** BACAAN **

▬▬▬▬▬▬

Kemarahan masyarakat Terlaing dan Lancang meledak karena ahli waris DG Turuk ini bukan warga adat Lancang atau Terlaing dan tidak mempunyai hak atas tanah adat. Para ahli waris DG Turuk ini bahkan orang tua mereka, bukan warga adat Lancang atau Terlaing, mereka berasal dari luar Manggarai Barat. Tetapi mereka semena-mena menyerobot tanah adat Lancang dan Terlaing lalu menghibahkan kepada Kodam Udayana seluas 20 hektar. Selain itu mereka membangun rumah di atas lahan adat Lancang dan Terlaing. Pola mereka menguasai tanah dengan cara preman, teror-meneror dengan mendatangkan preman dari luar Manggarai Barat, sebagai terjadi peristiwa tahun 2008 dan tahun 2020 lalu.
Masih kemelut di kawasan Menjerite. Bapak Abdullah Duwa berperan penting. Kasus yang melilit Menjerite tidak terlepas dari peran Duwa. Terbaru, tanggal 6 Januari 2021, Bapak Abdullah Duwa mengirim surat kepada tokoh masyarkat adat Terlaing, Bone Bola dan Hendrik Jempo. Surat ini dibuat sebagai respon atas tembusan surat somasi dari Masyarakat Adat Terlaing dan Lancang terhadap ahli waris Daniel Gabriel (DG) Turuk.
Isi somasi itu meminta ahli waris DG Turuk Moses H . Fono, Edu W Gunung, Blasius Aman dan Naldo untuk segera mengosongkan tanah yang mereka duduki di Lingko Menjerite dan Nerot.
Surat somasi ini ditanda-tangani Bonefasius Bola (Tu’a Golo Beo Terlaing), Hendrik Jempo
(Tu’a Gendang Beo Terlaing), Theodorus Urus (Tua Golo Beo Lancang), Mikael Antung (Kepala Dusun Masyarakat Adat Beo Lancang) dan Benediktus Bedu (Tokoh Adat Masyarakat Adat Beo Lancang yang mewakili 200 anggota masyarakat adat)

▬▬▬▬▬▬

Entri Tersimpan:
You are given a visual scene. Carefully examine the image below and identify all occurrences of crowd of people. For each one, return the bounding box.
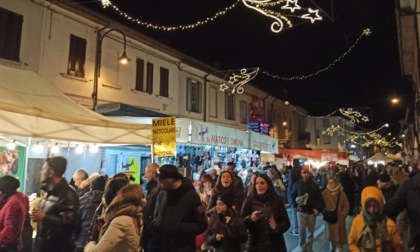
[0,156,420,252]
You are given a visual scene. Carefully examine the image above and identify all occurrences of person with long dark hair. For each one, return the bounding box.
[241,174,290,252]
[205,191,247,252]
[207,171,244,216]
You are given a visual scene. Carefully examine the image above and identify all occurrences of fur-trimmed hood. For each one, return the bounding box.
[79,172,101,190]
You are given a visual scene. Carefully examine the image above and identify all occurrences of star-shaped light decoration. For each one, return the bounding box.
[321,125,340,136]
[301,8,322,23]
[281,0,301,13]
[102,0,111,8]
[219,83,229,92]
[339,108,369,124]
[219,68,259,94]
[362,28,372,36]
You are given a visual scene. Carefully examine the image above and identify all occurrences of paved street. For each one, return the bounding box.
[284,208,353,252]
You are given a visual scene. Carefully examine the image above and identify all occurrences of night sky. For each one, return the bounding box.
[74,0,413,136]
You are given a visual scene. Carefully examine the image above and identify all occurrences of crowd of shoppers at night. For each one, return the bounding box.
[0,156,420,252]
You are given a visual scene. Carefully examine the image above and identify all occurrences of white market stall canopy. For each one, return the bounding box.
[0,65,152,144]
[367,152,392,164]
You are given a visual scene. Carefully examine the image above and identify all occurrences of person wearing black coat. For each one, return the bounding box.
[241,174,290,252]
[338,166,355,216]
[31,156,79,252]
[205,192,247,252]
[291,166,324,252]
[74,176,106,252]
[148,165,207,252]
[287,159,302,235]
[385,172,420,251]
[207,171,244,216]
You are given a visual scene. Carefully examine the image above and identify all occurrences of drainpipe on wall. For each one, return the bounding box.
[203,73,210,122]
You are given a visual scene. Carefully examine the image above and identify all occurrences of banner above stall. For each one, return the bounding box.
[249,132,279,154]
[191,120,249,149]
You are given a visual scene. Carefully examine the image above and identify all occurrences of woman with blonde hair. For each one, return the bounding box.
[322,176,350,252]
[197,173,216,209]
[85,181,146,252]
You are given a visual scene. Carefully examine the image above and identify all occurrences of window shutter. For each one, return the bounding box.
[135,59,144,92]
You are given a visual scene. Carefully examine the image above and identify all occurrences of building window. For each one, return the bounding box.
[159,67,169,97]
[0,8,23,62]
[136,58,153,94]
[187,79,202,113]
[67,34,86,78]
[225,93,235,120]
[322,119,331,144]
[239,100,248,123]
[208,87,218,118]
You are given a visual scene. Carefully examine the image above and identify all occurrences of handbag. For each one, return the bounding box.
[323,192,341,224]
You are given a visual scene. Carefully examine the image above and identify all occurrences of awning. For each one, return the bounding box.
[0,66,152,144]
[279,148,347,162]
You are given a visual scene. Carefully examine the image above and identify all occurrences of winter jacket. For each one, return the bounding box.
[148,178,207,252]
[206,211,247,252]
[385,172,420,250]
[34,178,79,252]
[290,179,324,214]
[75,190,104,249]
[207,183,244,216]
[348,186,403,252]
[241,195,290,252]
[0,192,29,251]
[84,184,146,252]
[322,187,350,245]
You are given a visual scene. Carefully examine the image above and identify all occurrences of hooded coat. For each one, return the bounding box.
[0,192,29,251]
[85,184,146,252]
[348,186,403,252]
[322,185,350,245]
[385,172,420,249]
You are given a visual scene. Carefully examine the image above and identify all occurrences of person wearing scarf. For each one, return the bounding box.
[241,174,290,252]
[348,186,403,252]
[322,176,350,251]
[85,184,146,252]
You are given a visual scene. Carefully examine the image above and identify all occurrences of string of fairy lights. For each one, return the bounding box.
[101,0,322,33]
[94,0,401,150]
[219,28,372,94]
[261,28,372,81]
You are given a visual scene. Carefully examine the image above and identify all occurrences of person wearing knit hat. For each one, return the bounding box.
[0,175,29,251]
[377,171,398,206]
[348,186,403,251]
[205,191,247,252]
[74,174,106,252]
[31,156,80,252]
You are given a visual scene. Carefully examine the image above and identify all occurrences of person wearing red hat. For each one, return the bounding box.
[0,175,29,252]
[290,166,324,252]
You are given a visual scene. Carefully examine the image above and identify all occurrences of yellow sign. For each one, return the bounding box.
[153,117,176,157]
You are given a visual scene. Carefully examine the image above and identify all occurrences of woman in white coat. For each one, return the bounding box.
[85,181,146,252]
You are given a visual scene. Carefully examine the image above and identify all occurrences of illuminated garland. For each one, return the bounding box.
[261,28,372,81]
[322,124,389,136]
[339,132,401,147]
[102,0,241,31]
[287,104,369,124]
[219,68,260,94]
[101,0,322,33]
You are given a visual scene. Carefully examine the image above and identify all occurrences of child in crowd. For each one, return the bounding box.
[348,186,403,252]
[206,191,247,252]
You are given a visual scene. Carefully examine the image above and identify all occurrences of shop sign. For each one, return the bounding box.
[152,117,176,157]
[249,132,279,154]
[321,153,338,162]
[191,120,249,149]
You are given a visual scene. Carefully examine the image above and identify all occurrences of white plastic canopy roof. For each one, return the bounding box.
[0,65,152,144]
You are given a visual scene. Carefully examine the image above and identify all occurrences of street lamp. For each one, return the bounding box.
[92,28,130,110]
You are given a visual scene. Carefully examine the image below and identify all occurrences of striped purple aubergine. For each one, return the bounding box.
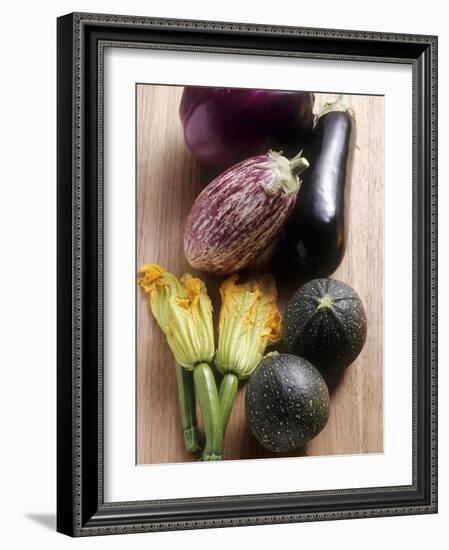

▬▬▬▬▬▬

** YANG HARUS DIKERJAKAN **
**A.** Ubah skala catatan dari baris yang memuat "decoration. For each one, return the bounding box." sampai baris yang memuat "[135,59,144,92]", dengan kedua baris itu ikut disertakan. Tulis ulang semua baris tersebut beserta permintaannya, dan kalikan setiap angka koordinat kotak pembatas pada jawaban dengan 0,95, lalu bulatkan ke bilangan bulat (nilai setengah dibulatkan ke atas).
**B.** Lanjutkan bacaan tentang sengketa tanah adat Terlaing dan Lancang mulai dari kalimat terakhirnya.

** HASIL LATIHAN **
**A.**
You are given a visual scene. Carefully examine the image above and identify all occurrences of star-shaped light decoration. For each one, return the bounding box.
[305,119,323,129]
[286,8,306,22]
[267,0,286,12]
[97,0,105,8]
[208,79,218,87]
[322,103,351,118]
[208,65,246,89]
[344,27,353,34]
You are given a visual scene. Carefully examine the image above and identify all occurrences of paved street. For each one, return the bounding box.
[270,198,335,239]
You are given a visual scene. Carefully examine the image above and identify all occurrences of night sky. For each one, return the bounding box.
[70,0,392,129]
You are given a visual scene. Carefully examine the image above and identify all occurrences of crowd of shoppers at night. For each one, return the bounding box.
[0,148,399,239]
You are given a visual scene. Carefully examine the image above and identify all occurrences of white market stall canopy. For each one, return the bounding box.
[0,62,144,137]
[349,144,372,156]
You are given a visual scene. Carefully examine the image above and identify all occurrences of person wearing black coat. For each one, return the bounding box.
[229,165,276,239]
[321,158,337,205]
[29,148,75,239]
[195,182,235,239]
[276,158,308,239]
[70,167,101,239]
[141,157,197,239]
[273,151,287,223]
[366,163,399,238]
[197,162,232,205]
You are given a visual scene. Carefully examine the image above and identify all occurrences of drainpipe on wall. For each one, return the bounding box.
[193,69,200,116]
You are given a visual scene. Carefully examine the image above and identify all occurrences of banner above stall. For each one, return the bounding box.
[237,125,265,146]
[181,114,237,142]
You are given a visual scene. Carefully examine the image above and identify all occurrences of woman with blonde hair. For each one, return the bounding box.
[306,167,333,239]
[187,164,205,199]
[81,172,139,239]
You are given a visual scene. Carefully examine the image above and identify all occurrences of window shutter. For each one, return the bounding box.
[128,56,137,87]

**B.**
Dalam surat ke Bone Bola dan Henderik Jempo itu, Bapak Abdulah Duwa mencabut pernyataan atas dua dokumen yaitu Peta Lima Lingko Tanah Persetujuan Masyarakat Kampung Terlaing/Tebedo, Desa Watu Wangka, Kecamatan Boleng dan dokumen surat pernyataan Pengakuan Tua Mukang Timbus/Rangko Tentang Tanah Persekutuan Adat Beo Terlaing/Tebedo tertanggal 13 Agustus 2016.
Terhadap surat tanggal 6 Januari 2021 ini, para tokoh masyarakat adat Terlaing dan Lancang menyampaikan ucapan terima kasih kepada Bapak Abdullah Duwa. Kami menyadari bahwa sebagai pendatang, bukan asli Manggarai, sikap Bapak Abdullah Duwa ini, sungguh tepat, jelas Bone Bola, tua golo Terlaing.
Dalam dua dokumen itu Bapak Duwa adalah sebagai Tua Mukang Rangko. Artinya dalam posisi adat Manggarai ia tidak memiliki posisi adat yang kuat, ia berposisi sebagai penjaga saja. Biasanya penjaga ini, bukan asli dari komunal masyarakat adat setempat, jelas Hendrik Jempo, tua gendang Terlaing.
Sebagai Tua Mukang, memang tidak masuk akal jika Bapak Duwa menanda-tangani dua dokumen itu karena dalam posisi adat Manggarai, Tua Mukang tidak milliki hak apa-apa. Tetapi persoalan, apa dasar ia menanda-tangani dokumen itu dan sekarang ia mencabut kembali. Ini ada konsekuensi hukumnya, tambah Jempo lagi.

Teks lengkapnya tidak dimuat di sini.